==== Страница ====

Сколько волнующих воспоминаний вызывают у меня строчки этого письма! Ведь она, наша мама, совсем не ходила в школу, была неграмотной, но, обладая прекрасной памятью, легко запоминала содержание книг, что читались в доме вслух, неплохо знала историю русского народа, помнила даты важных событий, имена и дела выдающихся людей. Ее суждения были просты, человечны, поражали глубиной обобщений и своей безошибочностью. Особенно близко к сердцу принимала она судьбы своих односельчанок, в разговорах всегда защищала женщин и нам говорила: «Женская доля тяжелая, с положением мужчины не сравнить. Женщина, кроме большой работы, несет на себе заботу о семье, о муже, часто не слыша доброго слова. А даст она волю сердцу — тут ей позор и оскорбления ото всех!»
Однажды, бросив вызов деревенским порядкам, одна наша соседка ушла от мужа к поселенцу из ссыльных. По тем временам это был героический поступок. Вчерашние подруги плевали ей вслед, норовили за волосы ухватить, оскорбляли, как могли... И моя сестра Ася — ей было лет пятнадцать — сказала маме: «Аннушка казалась хорошей, а поступила так, что прощения ей нет!» Мама помолчала немного, словно раздумывая, сможет ли дочь понять ее, и ответила: «А ты, Ася, не чужим словам доверяйся, а сама подумай. Ведь Аннушка, живя с Макаром, ходила ежедневно в синяках, кроме ругани, ничего не слышала. Не жизнь у нее была, а мука. Вот она и потянулась к совестливому человеку... Ты, Ася, подумай!» — «Я поняла, мама», — сказала Ася, опустив голову.

==== Записанные данные ====

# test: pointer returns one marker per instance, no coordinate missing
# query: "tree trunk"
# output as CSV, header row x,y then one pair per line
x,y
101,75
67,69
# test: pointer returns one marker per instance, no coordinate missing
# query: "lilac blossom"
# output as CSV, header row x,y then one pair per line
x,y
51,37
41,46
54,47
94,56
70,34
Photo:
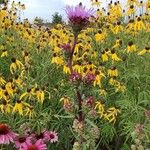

====

_Условия задания_
- A) Ходила ли мама в школу, согласно тексту о маме?
- B) Продолжите текст о маме, начав сразу после его последней фразы.
Эти позиции никак не связаны с текстом о маме.

_Результаты выполнения_
- A) Нет, она совсем не ходила в школу и была неграмотной.

- B)
Позже, в 1919 году, хороший знакомый моей сестры попал в колчаковскую тюрьму. Мама напекла пирожков, положила еще кое-что из домашней снеди в корзинку и сказала расстроенной Асе: «Отнеси ему». Сестра; конечно, рада, но все ж говорит матери, как советуется: «Удобно ли? Ведь все будут знать: ходила в тюрьму на свидание с молодым человеком. Что скажут люди? Что он сам подумает?» — «Иди, — поторопила мать. — Лишь бы ты сама и я плохо не подумали. А он будет рад, что ты в беде навестила его, не боясь пересудов...»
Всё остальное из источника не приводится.